» TASKS:
• a. In the article on South Carolina's textile manufacturers, how many workers does the U.S. textile industry employ nationwide?
• b. Copy the article on South Carolina's textile manufacturers word for word, starting at "Reshoring domestic manufacturing" and ending at "height of Covid-19.".
DOCUMENT PASSAGE Block Start
Why South Carolina’s Textile Manufacturers Want to Talk To Scott Bessent
Jasmin Malik Chua
5 min read
South Carolina’s textile producers want to make it clear to Treasury Secretary Scott Bessent that they’re not involved with “jobs of the past,” as the Palmetto State native suggested in a press conference late last month, but rather a vital—and indeed, still thriving—part of the country’s national and economic security.
Writing in a letter organized by the National Council of Textile Organizations, or NCTO, on Friday, more than 30 manufacturing CEOs and cotton farmers asked Bessent if they could disabuse him of the notion that “we don’t need to necessarily have a booming textile industry where I grew up.”
They said that it isn’t for nothing that the United States is one of the largest exporters of textiles in the world with more than $64 billion in shipments in 2024. The industry continues to employ 471,000 workers—15,000 in South Carolina alone—that produce more than 8,000 products for the American military and supplies fibers, yarns and fabrics to free-trade zones covered under the likes of U.S.-Mexico-Canada Agreement and the Central America-Dominican Republic Free Trade Agreement.
“While hearing your comments was disappointing, the sentiment you expressed is understandable,” the letter read. “It is a common misconception that we no longer have an American textile industry, the result of decades of headlines about the offshoring of apparel assembly jobs in response to unfair, predatory global competition. Rather than offshore, however, the U.S. textile industry adapted, innovated and embraced advanced manufacturing technologies. Today, South Carolina is home to some of the most sophisticated textile operations in the world because of these investments.”
Reshoring domestic manufacturing has been a tentpole of the Trump administration’s policymaking. Bessent was defending the White House’s aggressive “reciprocal” tariff plan as a way to bring back what he dubbed “high-quality industrial jobs” such as auto and precision manufacturing to make trade “free and fair” while reducing the United States’ reliance on overseas supply chains that could get cut off like they did during the pandemic. He also dismissed the idea that uncertainty around tariffs, by blunting trade and investment, would damage the economy.
On Monday, Bessent told CNBC that the new trade truce with China would help the United States “decouple” for “strategic necessities,” such as those it was unable to obtain at the height of Covid-19.
“It’s my perception that he confuses apparel assembly jobs and textiles,” said James C. Self, III, president and CEO of Greenwood Mills, the largest U.S. supplier of spun nylon/cotton fabrics to the American military and one of the letter’s signatories. “He wants us all in one group, and that’s just simply not the case. My initial reaction was that he’s misinformed about what the textile industry is.”
NCTO says it hasn’t heard back yet about a possible meeting with the secretary, whose press office didn’t respond to a request for comment. The call-out is a rare moment of pushback against the Trump administration from the organization, which has previously praised the president for preserving duty-free trade for USMCA-compliant imports from Mexico and Canada and “getting tough” on “unfair” Asian nations that have long undercut domestic production. NCTO’s members have also supported the closure of the so-called de minimis loophole with China, though they would also like to see greater enhancements of USMCA and CAFTA-DR that could swing the pendulum even further in their direction.
DOCUMENT PASSAGE Block End
EXTRACTED RECORDS Block Start
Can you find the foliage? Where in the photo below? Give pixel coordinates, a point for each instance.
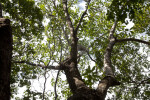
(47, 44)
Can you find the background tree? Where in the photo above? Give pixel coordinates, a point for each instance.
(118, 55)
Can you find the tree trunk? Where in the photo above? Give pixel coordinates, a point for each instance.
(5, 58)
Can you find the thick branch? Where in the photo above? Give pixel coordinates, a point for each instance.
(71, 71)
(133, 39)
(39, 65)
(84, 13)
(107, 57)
EXTRACTED RECORDS Block End
EXTRACTED RECORDS Block Start
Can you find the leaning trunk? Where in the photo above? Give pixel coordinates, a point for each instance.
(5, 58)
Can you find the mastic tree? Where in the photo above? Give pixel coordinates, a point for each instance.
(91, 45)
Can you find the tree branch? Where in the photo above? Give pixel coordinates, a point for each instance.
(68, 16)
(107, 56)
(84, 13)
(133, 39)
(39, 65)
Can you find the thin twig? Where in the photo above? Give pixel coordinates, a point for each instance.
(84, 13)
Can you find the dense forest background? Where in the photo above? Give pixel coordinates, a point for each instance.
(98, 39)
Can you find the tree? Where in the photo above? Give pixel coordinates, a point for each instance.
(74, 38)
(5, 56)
EXTRACTED RECORDS Block End
EXTRACTED RECORDS Block Start
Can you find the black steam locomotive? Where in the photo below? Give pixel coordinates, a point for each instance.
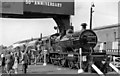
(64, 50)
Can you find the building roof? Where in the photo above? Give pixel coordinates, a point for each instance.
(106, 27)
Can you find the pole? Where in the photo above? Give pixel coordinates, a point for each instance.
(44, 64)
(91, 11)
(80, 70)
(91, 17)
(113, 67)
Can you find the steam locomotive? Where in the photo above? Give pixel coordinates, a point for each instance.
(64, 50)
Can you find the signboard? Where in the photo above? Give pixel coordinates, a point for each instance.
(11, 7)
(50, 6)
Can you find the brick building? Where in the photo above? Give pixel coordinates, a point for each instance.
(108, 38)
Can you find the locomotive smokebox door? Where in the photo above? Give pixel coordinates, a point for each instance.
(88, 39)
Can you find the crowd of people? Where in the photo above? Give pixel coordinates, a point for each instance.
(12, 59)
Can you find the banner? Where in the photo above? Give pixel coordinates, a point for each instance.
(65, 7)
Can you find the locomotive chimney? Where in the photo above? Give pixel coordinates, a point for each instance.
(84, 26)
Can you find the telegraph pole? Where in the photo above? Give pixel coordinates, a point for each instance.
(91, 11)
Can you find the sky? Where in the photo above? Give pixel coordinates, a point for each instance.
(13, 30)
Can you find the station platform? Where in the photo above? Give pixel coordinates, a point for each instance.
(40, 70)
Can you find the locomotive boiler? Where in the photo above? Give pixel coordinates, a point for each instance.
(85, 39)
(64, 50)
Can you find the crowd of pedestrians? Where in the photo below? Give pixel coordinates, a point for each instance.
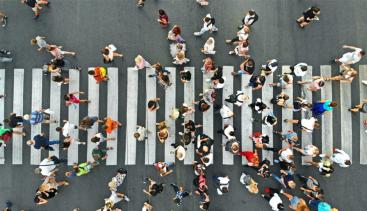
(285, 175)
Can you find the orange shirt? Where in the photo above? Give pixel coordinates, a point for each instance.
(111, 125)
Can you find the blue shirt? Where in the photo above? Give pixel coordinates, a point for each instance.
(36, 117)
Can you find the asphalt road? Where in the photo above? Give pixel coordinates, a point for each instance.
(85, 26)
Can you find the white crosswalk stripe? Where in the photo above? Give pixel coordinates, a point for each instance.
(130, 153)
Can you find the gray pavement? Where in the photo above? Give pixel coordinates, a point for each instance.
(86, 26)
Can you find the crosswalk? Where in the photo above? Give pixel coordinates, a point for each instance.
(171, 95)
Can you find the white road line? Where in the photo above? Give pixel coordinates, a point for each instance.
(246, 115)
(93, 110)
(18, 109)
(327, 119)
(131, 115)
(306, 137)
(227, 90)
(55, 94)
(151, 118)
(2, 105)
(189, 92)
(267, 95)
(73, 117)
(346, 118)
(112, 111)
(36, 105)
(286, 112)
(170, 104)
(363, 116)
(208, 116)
EXTRACTED RECORDS Block End
» ANSWERS PROVIDED:
• a. 471,000 workers.

• b.
Reshoring domestic manufacturing has been a tentpole of the Trump administration’s policymaking. Bessent was defending the White House’s aggressive “reciprocal” tariff plan as a way to bring back what he dubbed “high-quality industrial jobs” such as auto and precision manufacturing to make trade “free and fair” while reducing the United States’ reliance on overseas supply chains that could get cut off like they did during the pandemic. He also dismissed the idea that uncertainty around tariffs, by blunting trade and investment, would damage the economy.
On Monday, Bessent told CNBC that the new trade truce with China would help the United States “decouple” for “strategic necessities,” such as those it was unable to obtain at the height of Covid-19.